__Source records__:

——

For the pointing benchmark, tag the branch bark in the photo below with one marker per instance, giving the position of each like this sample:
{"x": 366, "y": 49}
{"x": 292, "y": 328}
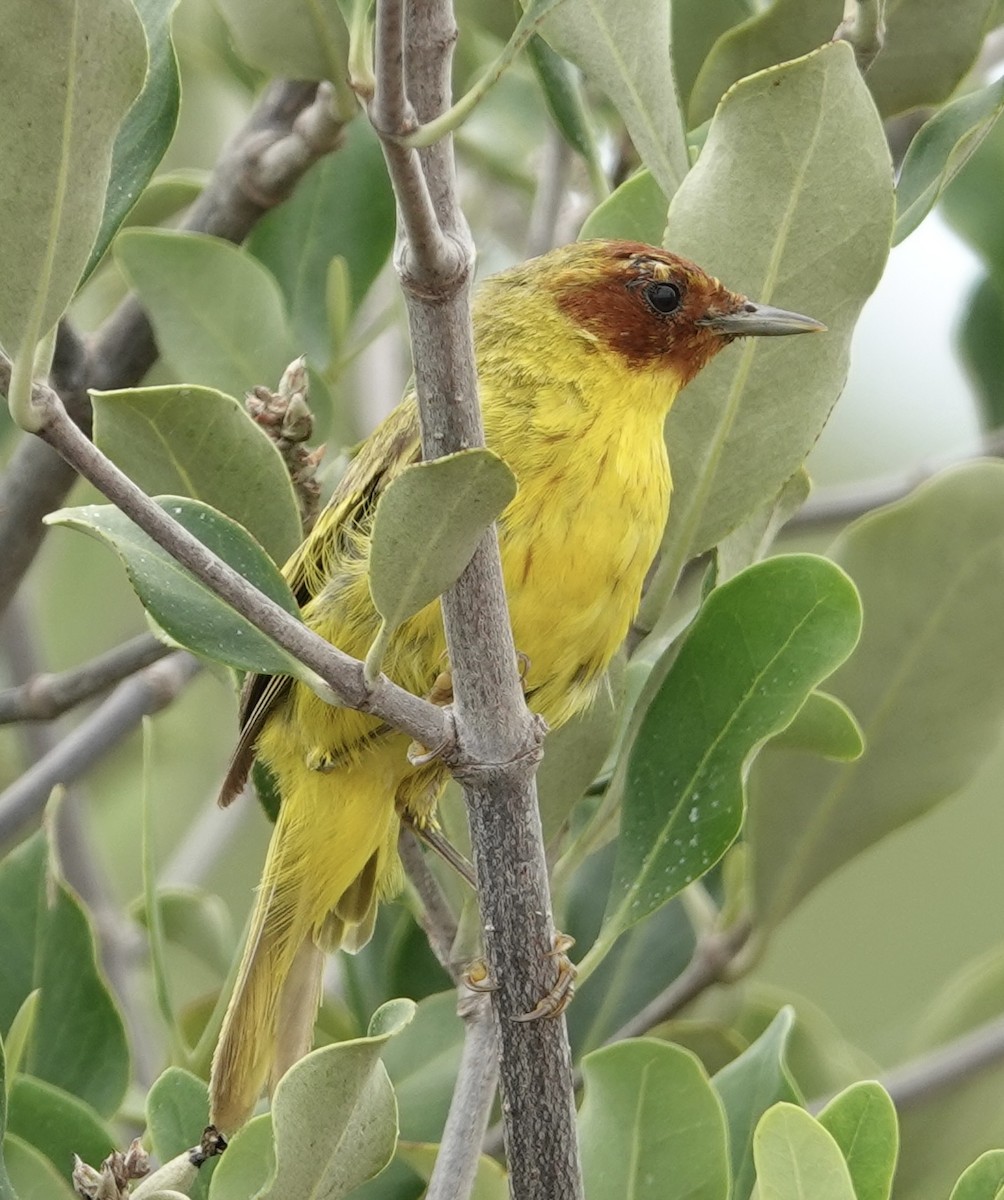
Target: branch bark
{"x": 337, "y": 671}
{"x": 498, "y": 741}
{"x": 288, "y": 131}
{"x": 76, "y": 754}
{"x": 46, "y": 696}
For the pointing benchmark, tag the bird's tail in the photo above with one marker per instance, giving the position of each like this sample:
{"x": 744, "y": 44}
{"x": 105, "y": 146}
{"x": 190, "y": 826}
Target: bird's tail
{"x": 318, "y": 893}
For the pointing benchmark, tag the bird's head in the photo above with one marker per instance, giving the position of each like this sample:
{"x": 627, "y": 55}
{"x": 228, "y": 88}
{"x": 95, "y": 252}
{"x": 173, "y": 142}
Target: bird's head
{"x": 657, "y": 310}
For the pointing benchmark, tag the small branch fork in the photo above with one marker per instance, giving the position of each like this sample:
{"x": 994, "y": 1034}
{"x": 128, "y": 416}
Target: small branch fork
{"x": 498, "y": 739}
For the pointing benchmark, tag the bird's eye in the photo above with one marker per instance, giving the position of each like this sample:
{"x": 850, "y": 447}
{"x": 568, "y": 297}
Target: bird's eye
{"x": 663, "y": 298}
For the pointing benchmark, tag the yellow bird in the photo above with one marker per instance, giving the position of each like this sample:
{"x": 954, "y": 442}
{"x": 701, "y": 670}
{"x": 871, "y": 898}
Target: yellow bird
{"x": 579, "y": 355}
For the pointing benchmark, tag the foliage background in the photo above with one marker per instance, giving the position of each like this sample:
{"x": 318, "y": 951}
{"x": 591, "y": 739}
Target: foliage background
{"x": 878, "y": 946}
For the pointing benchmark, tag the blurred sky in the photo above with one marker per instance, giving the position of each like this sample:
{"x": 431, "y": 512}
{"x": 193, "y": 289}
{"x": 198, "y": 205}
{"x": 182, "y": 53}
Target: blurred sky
{"x": 907, "y": 397}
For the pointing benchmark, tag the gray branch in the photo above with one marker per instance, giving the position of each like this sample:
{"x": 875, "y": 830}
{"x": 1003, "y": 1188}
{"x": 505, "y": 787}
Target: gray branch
{"x": 289, "y": 129}
{"x": 456, "y": 1164}
{"x": 92, "y": 738}
{"x": 342, "y": 675}
{"x": 46, "y": 696}
{"x": 498, "y": 741}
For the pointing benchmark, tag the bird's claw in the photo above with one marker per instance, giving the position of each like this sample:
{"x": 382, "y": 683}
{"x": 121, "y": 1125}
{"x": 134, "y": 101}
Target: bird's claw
{"x": 560, "y": 995}
{"x": 478, "y": 978}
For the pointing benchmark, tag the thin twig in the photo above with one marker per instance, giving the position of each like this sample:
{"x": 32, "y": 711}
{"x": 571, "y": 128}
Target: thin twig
{"x": 437, "y": 918}
{"x": 119, "y": 945}
{"x": 344, "y": 676}
{"x": 708, "y": 966}
{"x": 92, "y": 738}
{"x": 926, "y": 1078}
{"x": 915, "y": 1083}
{"x": 864, "y": 28}
{"x": 456, "y": 1164}
{"x": 290, "y": 127}
{"x": 551, "y": 195}
{"x": 497, "y": 737}
{"x": 837, "y": 505}
{"x": 46, "y": 696}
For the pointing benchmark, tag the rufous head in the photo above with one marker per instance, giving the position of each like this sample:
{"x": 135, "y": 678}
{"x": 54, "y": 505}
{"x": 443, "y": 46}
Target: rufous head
{"x": 657, "y": 310}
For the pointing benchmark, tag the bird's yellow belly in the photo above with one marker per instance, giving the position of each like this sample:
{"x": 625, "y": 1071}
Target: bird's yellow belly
{"x": 573, "y": 575}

——

__Objective__:
Retype the entire listing above word for word, and leave out the pictures.

__Finished exercise__:
For the pointing benchmark, tag the branch bark in the photo below with one marker per instance, giving the position of each like this sample:
{"x": 366, "y": 49}
{"x": 292, "y": 328}
Target: branch bark
{"x": 337, "y": 671}
{"x": 498, "y": 741}
{"x": 288, "y": 131}
{"x": 76, "y": 754}
{"x": 46, "y": 696}
For the pointing benchmark, tag the bird's tail in the photo above with one marker per instance, giving the position of each like this sample:
{"x": 744, "y": 44}
{"x": 105, "y": 146}
{"x": 190, "y": 826}
Target: bird's tail
{"x": 318, "y": 893}
For the pointing benchmark, tag the bird's head in the photo above with one marker per instance, giving the position of each like this sample:
{"x": 627, "y": 55}
{"x": 228, "y": 88}
{"x": 95, "y": 252}
{"x": 173, "y": 142}
Target: bird's head
{"x": 657, "y": 310}
For the pointing benchmark, tag the small branch fork in the photo above with one marker per instance, giving the position of each like this sample:
{"x": 994, "y": 1034}
{"x": 128, "y": 416}
Target: small branch fork
{"x": 498, "y": 739}
For the pointing benchmark, tag the bird's eye in the photo above with one marker per instance, giving the position of each like this sample:
{"x": 850, "y": 447}
{"x": 568, "y": 297}
Target: bird's eye
{"x": 663, "y": 298}
For the pointing benchmark, tag the yellow bird in the photo above with one marker per instance, giving the position of each like this sample:
{"x": 954, "y": 442}
{"x": 701, "y": 670}
{"x": 871, "y": 898}
Target: yellow bird
{"x": 579, "y": 355}
For the pointing benchmark, tag the foliage background in the photo above with one marker per instance, giving the position of each like this sample:
{"x": 318, "y": 951}
{"x": 591, "y": 739}
Target: foliage background
{"x": 878, "y": 946}
For the pointing benchmark, tag the blurred sky in the photo above with one marker per instance, giving the position of each like this sample:
{"x": 431, "y": 512}
{"x": 193, "y": 289}
{"x": 198, "y": 205}
{"x": 182, "y": 53}
Target: blurred sky
{"x": 907, "y": 397}
For the pointing benchmark, tag the gray branch in the photo above with one marker per instance, giving the position of each like this sample:
{"x": 875, "y": 830}
{"x": 1003, "y": 1188}
{"x": 505, "y": 787}
Target: gray branch
{"x": 289, "y": 129}
{"x": 456, "y": 1164}
{"x": 92, "y": 738}
{"x": 342, "y": 675}
{"x": 46, "y": 696}
{"x": 498, "y": 741}
For the pointing benchmark, tag the bird's claw in the photo above with one marker per instance, giving the position of each like this sample:
{"x": 382, "y": 683}
{"x": 121, "y": 1125}
{"x": 134, "y": 101}
Target: bird's claw
{"x": 560, "y": 995}
{"x": 478, "y": 978}
For the pointing benchmark, tag the thin twig in the photo above with one marker per instance, giving the position of each like this sample:
{"x": 32, "y": 711}
{"x": 571, "y": 128}
Target: thin twig
{"x": 437, "y": 918}
{"x": 119, "y": 945}
{"x": 344, "y": 676}
{"x": 708, "y": 966}
{"x": 92, "y": 738}
{"x": 926, "y": 1078}
{"x": 915, "y": 1083}
{"x": 864, "y": 28}
{"x": 456, "y": 1164}
{"x": 290, "y": 127}
{"x": 551, "y": 195}
{"x": 497, "y": 737}
{"x": 837, "y": 505}
{"x": 46, "y": 696}
For the pointing benchmark, tag the rufous head in the photo above with one marker per instance, giving the position of each like this sample:
{"x": 135, "y": 678}
{"x": 54, "y": 505}
{"x": 443, "y": 46}
Target: rufous head
{"x": 657, "y": 310}
For the pointing benchmark, tag the bird's yellow belly in the photo above with one marker per instance, giving the position of each like this sample:
{"x": 625, "y": 1071}
Target: bird's yellow belly
{"x": 573, "y": 575}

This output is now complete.